Document text:
Magic Bus - Jay Darlington & Paul Evans

Magic Bus

It was my pleasure recently to meet Paul Evans and Jay Darlington, the two main song writers of Devon rock band Magic Bus, for a chat over a couple of pints, to talk about the band and their new album, Phillip the Egg. A varied, interesting and amusing discussion ensued, including memories of Oasis and Kula Shaker, and thoughts on the resurgence of vinyl and science fiction and, somewhat bizarrely, about TV’s Space 1999 and why we don’t have Hover cars by now! It was a relaxed affair with two funny guys, who described themselves the self-proclaimed ‘Centrefolds’ of Magic Bus!


Hi Chaps! Tell me about your new album, Phillip the Egg – is there a theme to the album?

Paul Evans: Well, it’s our third album and it’s pretty much in the same context as the first two albums, but with more ‘Prog’ leanings. Musically and lyrically it leans towards Space Mythology.

There’s definitely more of an expansive ‘Prog’ feel, and a bit less of the Canterbury and West Coast vibes of the previous album, although that’s still there.

Jay Darlinton: That’s just how the songs came this time for some reason. We’re developing as a band, learning all the time.

Paul: …and playing the festivals definitely gave us more of a leaning towards progressive things. A big influence of ours is the band Gong, but we hadn’t really explored that influence until this album.

Required actions:
[A] In the Magic Bus interview, what is the title of the band's new album?
[B] Reproduce a passage of the Magic Bus interview word for word, starting with "It was my pleasure" and going on through "of Magic Bus!".

Information shown:
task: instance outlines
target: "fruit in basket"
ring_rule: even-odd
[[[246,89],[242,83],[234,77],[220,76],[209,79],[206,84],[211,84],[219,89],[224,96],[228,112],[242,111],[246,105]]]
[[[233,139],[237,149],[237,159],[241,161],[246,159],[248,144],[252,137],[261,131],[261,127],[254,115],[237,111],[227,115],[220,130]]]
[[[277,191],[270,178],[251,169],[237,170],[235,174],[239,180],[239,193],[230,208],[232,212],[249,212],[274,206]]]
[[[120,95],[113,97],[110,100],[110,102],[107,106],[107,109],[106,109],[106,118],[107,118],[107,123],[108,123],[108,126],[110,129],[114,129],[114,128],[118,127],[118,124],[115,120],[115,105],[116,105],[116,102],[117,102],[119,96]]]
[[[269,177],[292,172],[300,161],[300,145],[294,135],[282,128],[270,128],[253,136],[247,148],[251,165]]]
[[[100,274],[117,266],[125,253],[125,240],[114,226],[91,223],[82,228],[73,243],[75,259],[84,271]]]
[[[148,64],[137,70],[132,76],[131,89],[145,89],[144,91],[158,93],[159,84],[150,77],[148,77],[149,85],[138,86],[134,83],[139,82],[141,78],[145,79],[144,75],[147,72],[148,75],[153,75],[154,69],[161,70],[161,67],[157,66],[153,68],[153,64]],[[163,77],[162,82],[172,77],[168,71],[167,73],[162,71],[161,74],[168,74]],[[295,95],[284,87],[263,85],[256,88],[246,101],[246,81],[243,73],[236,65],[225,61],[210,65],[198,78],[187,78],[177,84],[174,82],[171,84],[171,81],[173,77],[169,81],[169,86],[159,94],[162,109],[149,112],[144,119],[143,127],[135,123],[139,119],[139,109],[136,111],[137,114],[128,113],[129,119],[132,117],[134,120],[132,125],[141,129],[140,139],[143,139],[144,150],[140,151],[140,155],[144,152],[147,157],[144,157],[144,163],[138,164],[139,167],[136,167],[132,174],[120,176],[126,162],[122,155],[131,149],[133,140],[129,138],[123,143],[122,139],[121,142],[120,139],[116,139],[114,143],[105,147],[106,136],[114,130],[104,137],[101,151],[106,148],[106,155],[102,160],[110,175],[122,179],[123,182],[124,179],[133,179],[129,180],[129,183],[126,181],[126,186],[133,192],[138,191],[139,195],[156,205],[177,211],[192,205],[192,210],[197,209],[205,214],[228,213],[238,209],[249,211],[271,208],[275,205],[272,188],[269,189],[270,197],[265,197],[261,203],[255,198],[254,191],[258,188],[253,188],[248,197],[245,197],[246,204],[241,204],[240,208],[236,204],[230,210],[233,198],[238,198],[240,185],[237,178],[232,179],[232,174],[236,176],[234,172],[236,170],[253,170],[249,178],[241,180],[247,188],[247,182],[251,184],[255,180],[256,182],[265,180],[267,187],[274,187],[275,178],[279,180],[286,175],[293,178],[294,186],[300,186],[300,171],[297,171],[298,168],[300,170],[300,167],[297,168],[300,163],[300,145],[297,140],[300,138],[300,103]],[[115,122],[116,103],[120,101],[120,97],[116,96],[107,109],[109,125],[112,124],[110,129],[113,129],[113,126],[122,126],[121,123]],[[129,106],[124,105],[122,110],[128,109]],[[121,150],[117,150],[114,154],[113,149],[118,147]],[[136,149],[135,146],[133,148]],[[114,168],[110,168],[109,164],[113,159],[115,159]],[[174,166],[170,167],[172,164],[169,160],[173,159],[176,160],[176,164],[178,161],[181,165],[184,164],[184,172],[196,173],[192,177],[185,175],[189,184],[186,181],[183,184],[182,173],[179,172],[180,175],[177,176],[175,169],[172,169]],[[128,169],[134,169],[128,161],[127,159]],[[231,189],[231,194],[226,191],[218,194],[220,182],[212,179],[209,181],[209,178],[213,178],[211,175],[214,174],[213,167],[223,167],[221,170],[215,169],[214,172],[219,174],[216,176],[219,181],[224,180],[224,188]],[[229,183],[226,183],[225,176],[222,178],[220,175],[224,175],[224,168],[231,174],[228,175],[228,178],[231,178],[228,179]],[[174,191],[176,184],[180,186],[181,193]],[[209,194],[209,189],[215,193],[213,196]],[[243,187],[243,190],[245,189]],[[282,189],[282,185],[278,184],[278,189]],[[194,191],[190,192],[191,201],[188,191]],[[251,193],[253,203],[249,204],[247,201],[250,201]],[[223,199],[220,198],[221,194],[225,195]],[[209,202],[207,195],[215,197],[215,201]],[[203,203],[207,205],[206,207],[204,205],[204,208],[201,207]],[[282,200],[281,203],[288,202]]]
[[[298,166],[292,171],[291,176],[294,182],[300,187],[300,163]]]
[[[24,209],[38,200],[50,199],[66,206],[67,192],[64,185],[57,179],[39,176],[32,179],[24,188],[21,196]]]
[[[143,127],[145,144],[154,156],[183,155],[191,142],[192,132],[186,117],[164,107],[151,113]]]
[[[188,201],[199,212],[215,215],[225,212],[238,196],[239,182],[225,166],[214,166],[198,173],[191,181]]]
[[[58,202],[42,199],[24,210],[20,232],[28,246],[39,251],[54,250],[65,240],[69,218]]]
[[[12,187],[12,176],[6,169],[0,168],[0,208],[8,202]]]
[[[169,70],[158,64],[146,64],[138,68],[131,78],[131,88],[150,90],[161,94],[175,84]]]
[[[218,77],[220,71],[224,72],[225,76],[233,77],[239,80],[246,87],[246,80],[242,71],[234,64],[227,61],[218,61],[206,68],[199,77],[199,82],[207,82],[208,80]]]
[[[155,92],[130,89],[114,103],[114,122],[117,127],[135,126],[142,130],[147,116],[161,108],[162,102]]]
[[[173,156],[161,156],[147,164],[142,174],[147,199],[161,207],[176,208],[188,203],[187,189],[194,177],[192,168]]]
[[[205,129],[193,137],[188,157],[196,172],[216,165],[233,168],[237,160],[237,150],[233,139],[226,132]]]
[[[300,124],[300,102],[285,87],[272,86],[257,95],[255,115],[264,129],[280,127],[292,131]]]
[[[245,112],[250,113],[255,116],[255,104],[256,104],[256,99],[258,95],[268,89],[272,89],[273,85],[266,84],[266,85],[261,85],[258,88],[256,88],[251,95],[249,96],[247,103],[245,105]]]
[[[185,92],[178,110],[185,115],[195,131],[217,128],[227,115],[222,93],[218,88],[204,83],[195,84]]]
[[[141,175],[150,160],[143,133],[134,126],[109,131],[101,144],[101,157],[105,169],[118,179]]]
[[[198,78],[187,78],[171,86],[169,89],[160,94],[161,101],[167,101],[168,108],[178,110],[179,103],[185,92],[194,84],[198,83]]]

Results by task:
[A] Phillip the Egg

[B]
It was my pleasure recently to meet Paul Evans and Jay Darlington, the two main song writers of Devon rock band Magic Bus, for a chat over a couple of pints, to talk about the band and their new album, Phillip the Egg. A varied, interesting and amusing discussion ensued, including memories of Oasis and Kula Shaker, and thoughts on the resurgence of vinyl and science fiction and, somewhat bizarrely, about TV’s Space 1999 and why we don’t have Hover cars by now! It was a relaxed affair with two funny guys, who described themselves the self-proclaimed ‘Centrefolds’ of Magic Bus!